=== READING PASSAGE ===

Member of the Provincial Assembly of Sindh
- In office 13 August 2018 – 11 August 2023
- Constituency: Reserved for Minorities

Personal details
- Born: 11 March 1957 (age 69) Umerkot, Sindh, Pakistan
- Party: PPP (1990-present)
- Relations: Rana Arjun Singh (grandfather) Rana Chandra Singh (father)
- Children: Kanwar Karni Singh (son)

= Rana Hamir Singh =

Pakistani politician

Rana Hamir Singh is a Pakistani politician who had been a member of Provincial Assembly of Sindh from August 2018 to August 2023. He is one of the five children of Rana Chandra Singh. He is also titled as 'Raja Saheb'.

==Family==
His grandfather Rana Arjun singh contested election in 1946 from All-India Muslim League platform. His father Rana Chandra Singh was initially associated with Pakistan Peoples Party but left it to form Pakistan Hindu Party in 1990. He has one son, Kanwar Karni Singh, who was married into Kanota Rathore royal family of Jaipur in 2015. His ancestors were the Hindu Rajput Rulers of Amarkot.

==Political career==
Singh has been member of Sindh Assembly three times. In 1990, he was elected from the platform of Pakistan Hindu Party on separate electorate for minorities. In 1993, he was a minister for science and technology and research in irrigation. He has been Naib Nazim of Umerkot and vice chairman of Sindh Arid Zone Development Authority.

=== SOURCE INFORMATION ===

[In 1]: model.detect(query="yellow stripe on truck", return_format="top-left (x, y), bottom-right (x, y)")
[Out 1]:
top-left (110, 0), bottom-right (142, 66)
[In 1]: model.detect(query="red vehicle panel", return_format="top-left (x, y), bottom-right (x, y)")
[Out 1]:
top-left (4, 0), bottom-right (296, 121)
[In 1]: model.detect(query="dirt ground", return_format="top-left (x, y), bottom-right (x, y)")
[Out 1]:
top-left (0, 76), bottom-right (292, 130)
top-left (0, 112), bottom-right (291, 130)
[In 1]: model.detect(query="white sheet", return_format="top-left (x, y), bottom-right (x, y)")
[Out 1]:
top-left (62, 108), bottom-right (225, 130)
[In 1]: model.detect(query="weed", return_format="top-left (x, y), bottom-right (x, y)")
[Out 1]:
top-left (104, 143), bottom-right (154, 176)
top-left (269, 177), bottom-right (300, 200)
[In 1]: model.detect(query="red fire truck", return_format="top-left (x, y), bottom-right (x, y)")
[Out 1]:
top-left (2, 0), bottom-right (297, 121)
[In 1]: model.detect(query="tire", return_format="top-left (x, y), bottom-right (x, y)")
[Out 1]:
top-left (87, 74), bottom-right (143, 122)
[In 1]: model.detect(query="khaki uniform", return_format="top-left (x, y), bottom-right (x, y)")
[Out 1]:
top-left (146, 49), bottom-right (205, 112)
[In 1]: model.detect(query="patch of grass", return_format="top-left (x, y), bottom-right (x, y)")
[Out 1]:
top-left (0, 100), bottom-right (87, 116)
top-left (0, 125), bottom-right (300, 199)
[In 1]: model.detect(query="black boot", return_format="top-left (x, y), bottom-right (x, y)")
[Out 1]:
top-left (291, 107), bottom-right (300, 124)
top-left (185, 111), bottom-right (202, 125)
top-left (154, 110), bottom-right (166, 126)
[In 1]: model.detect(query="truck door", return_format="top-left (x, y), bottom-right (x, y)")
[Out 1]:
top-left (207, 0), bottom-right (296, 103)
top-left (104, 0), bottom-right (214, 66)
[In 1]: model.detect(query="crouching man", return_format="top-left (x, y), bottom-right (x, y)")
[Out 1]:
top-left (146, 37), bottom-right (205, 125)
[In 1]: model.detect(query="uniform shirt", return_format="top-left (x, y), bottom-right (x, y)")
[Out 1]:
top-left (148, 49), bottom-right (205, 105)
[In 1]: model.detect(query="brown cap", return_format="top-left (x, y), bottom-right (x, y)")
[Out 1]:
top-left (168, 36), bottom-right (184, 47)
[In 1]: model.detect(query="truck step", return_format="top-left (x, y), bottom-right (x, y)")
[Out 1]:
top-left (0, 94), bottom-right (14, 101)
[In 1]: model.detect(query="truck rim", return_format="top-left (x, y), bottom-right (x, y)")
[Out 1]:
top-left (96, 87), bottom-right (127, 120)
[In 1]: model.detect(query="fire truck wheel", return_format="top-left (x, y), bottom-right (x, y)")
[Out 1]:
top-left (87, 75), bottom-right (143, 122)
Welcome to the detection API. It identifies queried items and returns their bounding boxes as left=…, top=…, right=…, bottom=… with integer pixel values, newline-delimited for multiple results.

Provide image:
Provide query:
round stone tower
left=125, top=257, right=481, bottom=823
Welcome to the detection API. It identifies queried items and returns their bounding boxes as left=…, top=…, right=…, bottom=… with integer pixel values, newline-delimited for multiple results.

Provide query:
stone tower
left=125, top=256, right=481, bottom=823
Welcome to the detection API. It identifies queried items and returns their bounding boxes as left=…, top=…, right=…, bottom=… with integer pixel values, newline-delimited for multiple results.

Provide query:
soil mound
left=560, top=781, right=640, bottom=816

===
=== SOURCE INFORMATION ===

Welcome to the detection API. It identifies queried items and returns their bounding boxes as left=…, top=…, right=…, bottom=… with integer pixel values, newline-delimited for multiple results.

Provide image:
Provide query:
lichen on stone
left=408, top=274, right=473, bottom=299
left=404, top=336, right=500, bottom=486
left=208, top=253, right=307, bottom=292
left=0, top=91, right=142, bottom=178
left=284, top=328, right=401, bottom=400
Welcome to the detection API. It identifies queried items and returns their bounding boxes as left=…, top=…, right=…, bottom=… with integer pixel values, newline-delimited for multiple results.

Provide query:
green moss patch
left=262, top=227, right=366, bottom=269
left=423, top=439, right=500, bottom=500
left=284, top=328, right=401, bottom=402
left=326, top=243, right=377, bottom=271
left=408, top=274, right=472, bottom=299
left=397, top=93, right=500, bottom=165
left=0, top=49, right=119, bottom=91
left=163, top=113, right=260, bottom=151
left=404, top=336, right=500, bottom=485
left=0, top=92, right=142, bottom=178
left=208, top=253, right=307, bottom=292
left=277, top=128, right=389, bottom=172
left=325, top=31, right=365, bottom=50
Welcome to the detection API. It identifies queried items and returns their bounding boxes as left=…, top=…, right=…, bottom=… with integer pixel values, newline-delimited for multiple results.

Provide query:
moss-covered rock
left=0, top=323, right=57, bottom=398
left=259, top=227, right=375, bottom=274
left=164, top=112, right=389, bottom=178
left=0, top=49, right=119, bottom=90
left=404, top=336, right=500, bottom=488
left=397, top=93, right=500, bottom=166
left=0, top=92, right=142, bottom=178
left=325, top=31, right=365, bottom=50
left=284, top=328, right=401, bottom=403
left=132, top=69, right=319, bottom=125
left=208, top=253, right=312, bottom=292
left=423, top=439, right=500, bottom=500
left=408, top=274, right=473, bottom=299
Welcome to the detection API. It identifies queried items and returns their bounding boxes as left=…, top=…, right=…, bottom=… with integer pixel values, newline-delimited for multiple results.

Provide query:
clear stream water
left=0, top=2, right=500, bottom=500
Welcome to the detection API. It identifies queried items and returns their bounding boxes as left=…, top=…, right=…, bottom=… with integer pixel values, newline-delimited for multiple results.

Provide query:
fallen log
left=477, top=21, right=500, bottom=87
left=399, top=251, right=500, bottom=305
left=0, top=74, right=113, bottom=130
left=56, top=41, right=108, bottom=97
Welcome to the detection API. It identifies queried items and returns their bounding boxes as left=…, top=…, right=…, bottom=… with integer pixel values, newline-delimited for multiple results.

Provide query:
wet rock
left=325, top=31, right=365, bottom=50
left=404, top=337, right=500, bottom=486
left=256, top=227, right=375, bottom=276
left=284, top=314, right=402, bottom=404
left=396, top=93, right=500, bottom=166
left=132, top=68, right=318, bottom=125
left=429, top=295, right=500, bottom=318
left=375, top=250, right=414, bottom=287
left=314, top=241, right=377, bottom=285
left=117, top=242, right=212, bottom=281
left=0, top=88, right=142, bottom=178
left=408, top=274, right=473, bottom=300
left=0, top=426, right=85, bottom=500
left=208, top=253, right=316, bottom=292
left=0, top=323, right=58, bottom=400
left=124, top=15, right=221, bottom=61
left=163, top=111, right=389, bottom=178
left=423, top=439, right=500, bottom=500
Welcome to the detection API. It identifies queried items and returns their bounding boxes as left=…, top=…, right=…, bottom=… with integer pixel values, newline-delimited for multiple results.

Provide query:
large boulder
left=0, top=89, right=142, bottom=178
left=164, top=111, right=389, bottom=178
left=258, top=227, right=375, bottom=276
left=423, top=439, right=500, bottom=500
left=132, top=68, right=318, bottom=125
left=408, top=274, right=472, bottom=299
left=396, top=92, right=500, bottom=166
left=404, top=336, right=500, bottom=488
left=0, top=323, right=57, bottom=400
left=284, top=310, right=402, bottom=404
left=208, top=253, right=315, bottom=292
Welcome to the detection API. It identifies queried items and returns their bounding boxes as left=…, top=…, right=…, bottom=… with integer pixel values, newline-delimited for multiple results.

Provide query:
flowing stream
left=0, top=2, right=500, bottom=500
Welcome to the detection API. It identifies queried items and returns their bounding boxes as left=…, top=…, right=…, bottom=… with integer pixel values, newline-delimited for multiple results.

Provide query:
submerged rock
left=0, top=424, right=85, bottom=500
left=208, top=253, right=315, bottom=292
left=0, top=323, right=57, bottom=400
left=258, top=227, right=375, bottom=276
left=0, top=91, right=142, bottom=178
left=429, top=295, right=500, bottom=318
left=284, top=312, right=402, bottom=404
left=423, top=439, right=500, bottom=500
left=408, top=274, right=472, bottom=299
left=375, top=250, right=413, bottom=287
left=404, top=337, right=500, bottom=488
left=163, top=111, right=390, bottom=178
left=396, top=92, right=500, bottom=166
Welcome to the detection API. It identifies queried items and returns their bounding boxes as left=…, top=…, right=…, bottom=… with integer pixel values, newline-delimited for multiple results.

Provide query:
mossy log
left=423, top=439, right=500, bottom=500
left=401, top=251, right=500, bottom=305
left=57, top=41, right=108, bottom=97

===

▶ ABOUT THIS EXERCISE:
Please reproduce word for word the passage from the text about Rana Hamir Singh, from "- Children: Kanwar" up to and including "Rulers of Amarkot.". These rows come from a separate source unrelated to the text about Rana Hamir Singh.

▶ EXERCISE RESPONSE:
- Children: Kanwar Karni Singh (son)

= Rana Hamir Singh =

Pakistani politician

Rana Hamir Singh is a Pakistani politician who had been a member of Provincial Assembly of Sindh from August 2018 to August 2023. He is one of the five children of Rana Chandra Singh. He is also titled as 'Raja Saheb'.

==Family==
His grandfather Rana Arjun singh contested election in 1946 from All-India Muslim League platform. His father Rana Chandra Singh was initially associated with Pakistan Peoples Party but left it to form Pakistan Hindu Party in 1990. He has one son, Kanwar Karni Singh, who was married into Kanota Rathore royal family of Jaipur in 2015. His ancestors were the Hindu Rajput Rulers of Amarkot.